Source data
[Start]

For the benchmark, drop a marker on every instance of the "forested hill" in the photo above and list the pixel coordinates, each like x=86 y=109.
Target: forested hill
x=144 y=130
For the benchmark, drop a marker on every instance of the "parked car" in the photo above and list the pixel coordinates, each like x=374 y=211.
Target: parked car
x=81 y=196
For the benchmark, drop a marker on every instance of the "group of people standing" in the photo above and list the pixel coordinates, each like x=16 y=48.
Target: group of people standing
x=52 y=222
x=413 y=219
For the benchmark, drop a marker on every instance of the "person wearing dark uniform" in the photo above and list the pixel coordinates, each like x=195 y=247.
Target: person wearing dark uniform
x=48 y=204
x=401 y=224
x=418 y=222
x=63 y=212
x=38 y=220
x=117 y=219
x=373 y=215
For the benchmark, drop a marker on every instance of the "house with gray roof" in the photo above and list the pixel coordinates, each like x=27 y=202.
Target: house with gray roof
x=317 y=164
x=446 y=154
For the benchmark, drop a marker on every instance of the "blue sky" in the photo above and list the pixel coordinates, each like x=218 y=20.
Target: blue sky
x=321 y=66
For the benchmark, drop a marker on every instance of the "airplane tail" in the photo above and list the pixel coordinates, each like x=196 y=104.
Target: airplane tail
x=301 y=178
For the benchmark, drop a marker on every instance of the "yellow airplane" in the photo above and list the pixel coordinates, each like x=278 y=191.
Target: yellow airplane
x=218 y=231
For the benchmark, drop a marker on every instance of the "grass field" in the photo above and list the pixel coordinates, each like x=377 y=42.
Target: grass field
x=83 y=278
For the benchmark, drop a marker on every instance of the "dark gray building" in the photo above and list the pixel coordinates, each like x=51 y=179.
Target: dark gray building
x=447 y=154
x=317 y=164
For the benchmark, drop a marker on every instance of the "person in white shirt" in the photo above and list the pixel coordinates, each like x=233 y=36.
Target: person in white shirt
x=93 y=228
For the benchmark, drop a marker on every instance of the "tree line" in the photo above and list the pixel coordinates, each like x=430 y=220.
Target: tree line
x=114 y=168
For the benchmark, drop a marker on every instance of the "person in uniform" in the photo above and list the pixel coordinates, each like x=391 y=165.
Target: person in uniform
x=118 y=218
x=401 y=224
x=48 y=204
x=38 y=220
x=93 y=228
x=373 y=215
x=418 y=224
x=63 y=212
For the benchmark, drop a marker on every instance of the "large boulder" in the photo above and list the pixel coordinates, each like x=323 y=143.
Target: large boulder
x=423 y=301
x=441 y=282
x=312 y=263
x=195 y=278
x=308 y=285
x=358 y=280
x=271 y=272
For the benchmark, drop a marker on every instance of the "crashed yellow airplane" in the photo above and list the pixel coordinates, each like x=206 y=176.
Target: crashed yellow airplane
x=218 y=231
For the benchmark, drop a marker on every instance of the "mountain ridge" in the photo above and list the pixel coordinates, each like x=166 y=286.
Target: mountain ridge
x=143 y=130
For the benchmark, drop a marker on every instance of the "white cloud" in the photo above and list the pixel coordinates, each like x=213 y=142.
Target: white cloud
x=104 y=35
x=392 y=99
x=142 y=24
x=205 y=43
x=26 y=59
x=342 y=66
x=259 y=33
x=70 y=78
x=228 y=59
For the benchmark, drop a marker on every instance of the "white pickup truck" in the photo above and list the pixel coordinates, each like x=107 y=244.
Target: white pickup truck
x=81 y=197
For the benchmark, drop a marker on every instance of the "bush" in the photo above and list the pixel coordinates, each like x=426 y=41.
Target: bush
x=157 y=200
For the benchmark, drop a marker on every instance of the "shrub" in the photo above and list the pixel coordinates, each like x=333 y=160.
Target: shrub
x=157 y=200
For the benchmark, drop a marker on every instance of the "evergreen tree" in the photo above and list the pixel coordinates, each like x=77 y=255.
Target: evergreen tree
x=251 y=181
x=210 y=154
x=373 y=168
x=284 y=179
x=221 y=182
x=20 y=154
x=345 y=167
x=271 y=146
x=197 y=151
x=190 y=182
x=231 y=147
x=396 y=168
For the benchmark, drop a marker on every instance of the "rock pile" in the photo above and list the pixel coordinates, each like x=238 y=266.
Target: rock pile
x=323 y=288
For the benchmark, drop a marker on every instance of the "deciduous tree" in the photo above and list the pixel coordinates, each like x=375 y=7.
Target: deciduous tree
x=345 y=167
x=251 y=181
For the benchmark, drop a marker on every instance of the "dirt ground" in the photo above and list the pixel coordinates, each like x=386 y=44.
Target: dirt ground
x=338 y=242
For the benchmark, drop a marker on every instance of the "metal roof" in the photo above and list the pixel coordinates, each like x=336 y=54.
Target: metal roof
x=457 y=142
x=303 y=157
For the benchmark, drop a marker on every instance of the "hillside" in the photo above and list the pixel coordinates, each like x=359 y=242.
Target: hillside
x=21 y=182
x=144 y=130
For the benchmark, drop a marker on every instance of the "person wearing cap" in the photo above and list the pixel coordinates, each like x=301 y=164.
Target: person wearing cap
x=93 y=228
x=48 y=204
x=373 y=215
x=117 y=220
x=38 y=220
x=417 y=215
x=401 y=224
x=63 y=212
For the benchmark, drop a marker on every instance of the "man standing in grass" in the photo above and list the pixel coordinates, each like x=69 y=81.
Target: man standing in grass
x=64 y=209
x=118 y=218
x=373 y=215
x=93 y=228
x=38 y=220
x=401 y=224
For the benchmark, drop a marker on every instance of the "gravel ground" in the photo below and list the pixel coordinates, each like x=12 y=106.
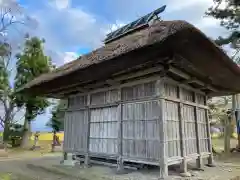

[End]

• Exercise task: Rewrite all of the source data above as a numbered list with one line per entry, skipping blank lines and leaving out the picture.

• Correct output:
1. For the benchmark, drop a marker on every instance of the "forested hill" in the photo above and list the pixel coordinates, each like x=86 y=109.
2. Target: forested hill
3. x=144 y=130
4. For the benchmark, drop a marker on every instance of the "parked car" in the photo above and list the pixel coordinates, each like x=374 y=211.
5. Target: parked car
6. x=81 y=196
7. For the benchmark, drop a marker on every instance of the "group of people standing" in the photo above and list the pixel coordinates, each like x=16 y=48.
8. Target: group of people standing
9. x=52 y=222
10. x=413 y=219
11. For the benchmark, drop a marker on every instance of the "person wearing dark uniform" in the photo above and list the pixel coordinates, each like x=195 y=247.
12. Target: person wearing dark uniform
13. x=48 y=204
14. x=401 y=224
15. x=418 y=222
16. x=63 y=212
17. x=38 y=220
18. x=117 y=219
19. x=373 y=215
20. For the benchmark, drop a marker on every instance of the "house with gray roof" in the photo above and list the pixel coordinates, each like x=27 y=202.
21. Target: house with gray roof
22. x=317 y=164
23. x=446 y=154
24. For the benchmark, drop a marker on every instance of the "blue sky" in the photo above and list the pixel coordinates, each like x=218 y=20.
25. Target: blue sky
26. x=321 y=66
27. For the benchmark, drop a marker on every instance of the "airplane tail" in the photo above and list the pixel coordinates, each like x=196 y=104.
28. Target: airplane tail
29. x=301 y=178
30. For the benchmark, drop a marker on every instance of the "yellow airplane" in the photo above and list the pixel coordinates, each like x=278 y=191.
31. Target: yellow airplane
32. x=218 y=231
33. For the benchmark, drop a marker on every instance of the "grass field" in the photo above and list the pixel coordinates, each like x=377 y=42.
34. Target: grass field
35. x=83 y=278
36. For the benchmark, drop a marker on every instance of the "dark gray building" in the photo above and list the pixel coordinates, each like x=51 y=179.
37. Target: dark gray building
38. x=447 y=154
39. x=317 y=164
40. For the benchmark, drop a marker on every instance of the "person in white shirt" in the photo above and list the pixel coordinates, each like x=233 y=36.
41. Target: person in white shirt
42. x=93 y=228
43. For the benchmark, drop a marker on every instance of the "tree line" in the photo above and list the pixel coordinates, each like x=430 y=220.
44. Target: tree line
45. x=114 y=168
46. For the benchmark, drop a marker on every instance of the "person in uniform" in the photo above and list the pixel coordinates, each like x=391 y=165.
47. Target: person in uniform
48. x=118 y=218
49. x=401 y=224
50. x=48 y=204
51. x=38 y=220
52. x=93 y=228
53. x=373 y=215
54. x=418 y=224
55. x=63 y=212
56. For the benchmark, drop a marker on every instance of the "large boulder" in the photo above and list the pixel coordinates, each like x=323 y=143.
57. Target: large boulder
58. x=423 y=301
59. x=441 y=282
60. x=312 y=263
61. x=195 y=278
62. x=308 y=285
63. x=358 y=280
64. x=271 y=272
65. For the benchmark, drop a marker on every instance of the "crashed yellow airplane" in the photo above and list the pixel coordinates, each like x=206 y=176.
66. Target: crashed yellow airplane
67. x=218 y=231
68. For the benchmark, drop a marker on every instance of the "mountain ridge" in the photo above and list the pixel coordinates, each like x=166 y=286.
69. Target: mountain ridge
70. x=143 y=130
71. For the benchmark, drop a marker on every instance of the "white cloud" in the photo above and list the pixel coordinates, each like x=213 y=142.
72. Target: white cloud
73. x=104 y=35
74. x=392 y=99
75. x=142 y=24
76. x=205 y=43
77. x=26 y=59
78. x=342 y=66
79. x=259 y=33
80. x=70 y=78
81. x=228 y=59
82. For the benchmark, drop a marker on every instance of the "white pickup truck" in the photo above and list the pixel coordinates, each like x=107 y=244.
83. Target: white pickup truck
84. x=81 y=197
85. For the benchmark, drop a marker on every instance of the "bush" in the photo above and list the pixel coordinates, each like x=426 y=41.
86. Target: bush
87. x=157 y=200
88. For the benchmark, drop a marker on every instance of the "shrub" in the photo above and list the pixel coordinates, each like x=333 y=160.
89. Target: shrub
90. x=157 y=200
91. For the benchmark, drop a marker on every instance of the "evergreen tree" in the photo above and list the pixel coordinates, each like x=77 y=255.
92. Target: evergreen tree
93. x=251 y=181
94. x=210 y=154
95. x=373 y=168
96. x=284 y=179
97. x=221 y=182
98. x=20 y=154
99. x=345 y=167
100. x=271 y=146
101. x=197 y=151
102. x=190 y=182
103. x=231 y=147
104. x=396 y=168
105. For the benchmark, drop a marker on every instance of the "rock pile" in the photo above and list the pixel coordinates, each like x=238 y=266.
106. Target: rock pile
107. x=323 y=288
108. For the benchmark, drop a marker on every instance of the "deciduous tree" in the photo above and list the pixel coordinates, each like x=375 y=7.
109. Target: deciduous tree
110. x=345 y=167
111. x=251 y=181
112. For the benchmark, drop a marker on every instance of the "dirt ground" in the photo above and list the pixel coordinates, each like x=386 y=44.
113. Target: dirt ground
114. x=338 y=242
115. For the benchmark, drop a marker on every instance of the "metal roof" in the photo above and list the pixel coordinates, each like x=336 y=54.
116. Target: metal roof
117. x=457 y=142
118. x=303 y=157
119. For the benchmark, drop a marker on every instance of the "hillside" in the photo above and list the pixel coordinates, each like x=359 y=242.
120. Target: hillside
121. x=21 y=182
122. x=144 y=130
123. For the benchmark, drop a marker on every instance of the "person wearing cap" in the photo above and list the pixel coordinates, each like x=301 y=164.
124. Target: person wearing cap
125. x=93 y=228
126. x=48 y=204
127. x=373 y=215
128. x=117 y=220
129. x=38 y=220
130. x=417 y=215
131. x=401 y=224
132. x=63 y=212
133. For the benchmark, drop a marker on every instance of the "man standing in grass" in the photo above and list the pixel coordinates, each like x=69 y=81.
134. Target: man standing in grass
135. x=64 y=209
136. x=118 y=218
137. x=373 y=215
138. x=93 y=228
139. x=38 y=220
140. x=401 y=224
141. For the benchmark, drop a marker on every instance of the "gravel ground" in the photo below and list the pixel coordinates, each like x=12 y=106.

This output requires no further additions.